Answer these questions from the passage on Approximate Bayesian Computation below:
(a) Which two works are cited for ABC approaches in the first sentence?
(b) According to the passage, what does ABC represent a promising alternative to infer, and from what kind of data?
(c) Under what condition has ABC been used to test scenarios and estimate parameters?

→ **Passage for review**:

--*--

1.2 | Approximate Bayesian Computation demographic inference
Approximate Bayesian Computation (ABC) approaches (Beaumont, Zhang, & Balding, 2002; Tavaré, Balding, Griffiths, & Donnelly, 1997), represent a promising alternative to infer complex admixture histories from genetic data. Indeed, ABC has been successfully used previously to formally test alternative demographic scenarios hypothesized to be underlying observed genetic patterns, and to estimate, a posteriori , the parameters of the winning models, when ML methods could not operate (Boitard, Rodriguez, Jay, Mona, & Austerlitz, 2016; Fraimout et al., 2017; Verdu et al., 2009).

--*--

→ **Given material**:

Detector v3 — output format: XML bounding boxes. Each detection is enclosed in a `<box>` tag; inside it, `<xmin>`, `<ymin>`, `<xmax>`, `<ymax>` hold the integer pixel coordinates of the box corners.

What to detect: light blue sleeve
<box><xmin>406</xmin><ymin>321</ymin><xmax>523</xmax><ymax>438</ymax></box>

--*--

→ **Result below**:
(a) Beaumont, Zhang, & Balding, 2002, and Tavaré, Balding, Griffiths, & Donnelly, 1997.
(b) Complex admixture histories, from genetic data.
(c) When ML methods could not operate.